Extract every line of the entries below verbatim, leaving the pictures out of your answer.
— Start of Data extract —
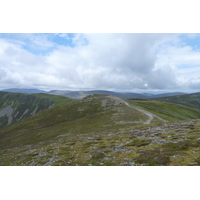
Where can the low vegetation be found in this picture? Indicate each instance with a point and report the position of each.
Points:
(103, 130)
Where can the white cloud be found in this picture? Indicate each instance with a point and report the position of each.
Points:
(101, 61)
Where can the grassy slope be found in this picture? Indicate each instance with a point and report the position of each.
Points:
(167, 111)
(87, 133)
(190, 100)
(25, 104)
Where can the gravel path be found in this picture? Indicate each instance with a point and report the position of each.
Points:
(149, 114)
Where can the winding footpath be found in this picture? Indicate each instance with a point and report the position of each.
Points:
(149, 114)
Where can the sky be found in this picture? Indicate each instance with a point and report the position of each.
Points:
(107, 61)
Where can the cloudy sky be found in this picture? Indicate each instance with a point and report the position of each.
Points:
(123, 62)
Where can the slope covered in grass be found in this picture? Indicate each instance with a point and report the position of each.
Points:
(16, 106)
(102, 130)
(190, 100)
(167, 111)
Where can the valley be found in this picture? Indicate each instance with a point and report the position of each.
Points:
(102, 130)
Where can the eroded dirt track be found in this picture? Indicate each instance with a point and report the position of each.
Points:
(149, 114)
— End of Data extract —
• Result:
Where can the low vegetation be found in this picture? Indicate each instance with a point and report the position of each.
Points:
(103, 130)
Where can the white cloud be found in this picture? Indicate each instance with a point and report the position of each.
Points:
(101, 61)
Where can the grassy slope be found in this picture? Indicate each instance with a point and report the position of each.
Points:
(167, 111)
(87, 133)
(190, 100)
(25, 104)
Where can the gravel path be found in this picture? Indicate each instance with a point and report the position of each.
Points:
(149, 114)
Where can the winding footpath be found in this picture? Indicate each instance with a point and report the position of each.
Points:
(149, 114)
Where can the sky be found in this picture? Indicate each instance with a point and report the position of each.
Points:
(107, 61)
Where can the cloudy sky be found in this picture? Indicate each instance with a point and report the position of each.
Points:
(123, 62)
Where can the slope covered in grass be found in this picture? Indicate each instance with a point and report the position of each.
Points:
(16, 106)
(102, 130)
(190, 100)
(167, 111)
Where can the valley be found in this picture? Indicate each instance with a point and report the position of each.
Points:
(102, 130)
Where can the eroded dirt track be found in this picture? Indicate each instance with a point and report the position of each.
Points:
(149, 114)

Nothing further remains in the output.